On the stairway I have reached about 5 or 6 steps up and stopped climbing. Now I sit down close to the bannister, so that I can look across the room below. It is the room where we infants are when we have play time. At the wall opposite from where I am sitting is a wide double-door, and I am looking in it's direction.
As a "funny" side note, I know where the kid I have harrassed had been located when I did it, even though I remember nothing of the event itself.
The reason I'm looking in the direction of the big door is that I know the head nurse will be walking through this door if or when she comes, and I am hoping - no, I am insisting - that she comes. She must come! I hope she will come back and tell the other nurses that I shall not be punished after all.
On this day I don't recall anything prior to the moment when I sit down on the stairs, but it is obvious that the head nurse has been the one to condone the decision of how I should be punished. This incident is beyond doubt the first time I have been punished by order from her directly. I think she was the one to tell me personally that I was to be punished, and how.

* _Data records_
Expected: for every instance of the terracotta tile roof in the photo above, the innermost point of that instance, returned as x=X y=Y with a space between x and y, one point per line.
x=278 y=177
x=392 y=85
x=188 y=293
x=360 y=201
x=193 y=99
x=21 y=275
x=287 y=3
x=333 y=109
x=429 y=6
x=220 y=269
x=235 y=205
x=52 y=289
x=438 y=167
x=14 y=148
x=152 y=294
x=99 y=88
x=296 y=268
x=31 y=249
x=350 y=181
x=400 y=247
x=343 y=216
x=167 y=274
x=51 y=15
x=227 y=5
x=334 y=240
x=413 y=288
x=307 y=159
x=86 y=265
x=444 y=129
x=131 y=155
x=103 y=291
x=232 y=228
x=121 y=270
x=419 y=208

* _Your goal_
Copy the stairway passage from "The reason I'm" to "punished, and how.", substituting "matron" for "head nurse". The material has nothing to do with the stairway passage.

* _Answer to this task_
The reason I'm looking in the direction of the big door is that I know the matron will be walking through this door if or when she comes, and I am hoping - no, I am insisting - that she comes. She must come! I hope she will come back and tell the other nurses that I shall not be punished after all.
On this day I don't recall anything prior to the moment when I sit down on the stairs, but it is obvious that the matron has been the one to condone the decision of how I should be punished. This incident is beyond doubt the first time I have been punished by order from her directly. I think she was the one to tell me personally that I was to be punished, and how.